# start of Input rows

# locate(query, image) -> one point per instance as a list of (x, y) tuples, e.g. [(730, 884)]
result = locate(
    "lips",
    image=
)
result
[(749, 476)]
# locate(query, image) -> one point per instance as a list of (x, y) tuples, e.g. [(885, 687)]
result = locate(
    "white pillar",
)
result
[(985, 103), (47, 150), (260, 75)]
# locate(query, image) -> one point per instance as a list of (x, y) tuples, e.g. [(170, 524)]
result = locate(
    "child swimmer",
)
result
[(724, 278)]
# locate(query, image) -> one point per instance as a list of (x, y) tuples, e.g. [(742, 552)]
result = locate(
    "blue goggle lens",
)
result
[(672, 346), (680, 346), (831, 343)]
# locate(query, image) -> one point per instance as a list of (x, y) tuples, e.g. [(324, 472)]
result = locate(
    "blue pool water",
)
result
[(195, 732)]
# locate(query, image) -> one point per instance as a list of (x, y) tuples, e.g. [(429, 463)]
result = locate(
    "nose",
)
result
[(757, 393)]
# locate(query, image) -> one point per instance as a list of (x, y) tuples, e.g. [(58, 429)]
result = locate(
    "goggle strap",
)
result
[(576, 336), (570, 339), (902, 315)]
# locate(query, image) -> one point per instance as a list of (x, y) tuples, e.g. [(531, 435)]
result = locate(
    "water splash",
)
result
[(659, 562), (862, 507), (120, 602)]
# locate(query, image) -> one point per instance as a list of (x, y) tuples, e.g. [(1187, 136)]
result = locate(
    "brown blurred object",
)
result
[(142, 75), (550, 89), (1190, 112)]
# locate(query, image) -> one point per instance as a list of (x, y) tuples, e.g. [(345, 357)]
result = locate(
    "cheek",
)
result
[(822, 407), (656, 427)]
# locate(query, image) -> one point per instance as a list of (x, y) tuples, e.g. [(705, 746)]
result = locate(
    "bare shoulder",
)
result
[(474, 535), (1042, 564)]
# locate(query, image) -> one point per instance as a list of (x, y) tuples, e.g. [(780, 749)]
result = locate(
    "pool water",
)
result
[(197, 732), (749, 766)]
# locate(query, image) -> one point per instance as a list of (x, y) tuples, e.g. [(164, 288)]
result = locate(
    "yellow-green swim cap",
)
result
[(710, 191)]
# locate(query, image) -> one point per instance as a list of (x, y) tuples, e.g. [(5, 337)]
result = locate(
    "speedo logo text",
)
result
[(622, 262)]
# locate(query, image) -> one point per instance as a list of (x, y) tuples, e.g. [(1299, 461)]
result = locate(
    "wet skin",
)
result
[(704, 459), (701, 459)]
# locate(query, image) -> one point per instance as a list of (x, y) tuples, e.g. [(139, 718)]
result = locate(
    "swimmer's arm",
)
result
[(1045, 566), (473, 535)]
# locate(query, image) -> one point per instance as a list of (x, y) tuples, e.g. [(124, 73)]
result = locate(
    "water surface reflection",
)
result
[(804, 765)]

# end of Input rows

Reproduce the listing verbatim, starting at its first line and ending at the line that contains "[(659, 562), (862, 507), (120, 602)]", with both of those lines included.

- _Solution to this problem_
# locate(query, image) -> one point per instance as a list of (x, y) tuples, e.g. [(730, 884)]
result = locate(
    "lips",
    image=
)
result
[(749, 476)]
# locate(query, image) -> one point per instance as a list of (x, y) tuples, e.g. [(885, 687)]
result = locate(
    "white pillar",
)
result
[(985, 103), (47, 150), (260, 75)]
# locate(query, image) -> one point per instance as a list of (x, y) tuples, e.g. [(170, 524)]
result = locate(
    "child swimmer",
)
result
[(724, 278)]
# locate(query, image) -> one point per instance as a list of (x, y) tuples, e.g. [(742, 552)]
result = locate(
    "blue goggle lens",
)
result
[(672, 346), (680, 346), (831, 343)]
# locate(query, image) -> one point per instance as a list of (x, y) tuples, e.g. [(324, 472)]
result = locate(
    "blue pool water",
)
result
[(195, 732)]
# locate(query, image) -> one point per instance as a list of (x, y) tuples, e.g. [(429, 463)]
result = locate(
    "nose",
)
result
[(757, 393)]
# locate(query, image) -> one point per instance as a list of (x, y) tuples, e.g. [(58, 429)]
result = locate(
    "goggle strap",
)
result
[(576, 336), (570, 339), (902, 315)]
# locate(query, image) -> one point per instance as a list of (x, y) tuples, e.g. [(531, 435)]
result = locate(
    "water splash",
)
result
[(659, 562), (862, 507), (120, 602)]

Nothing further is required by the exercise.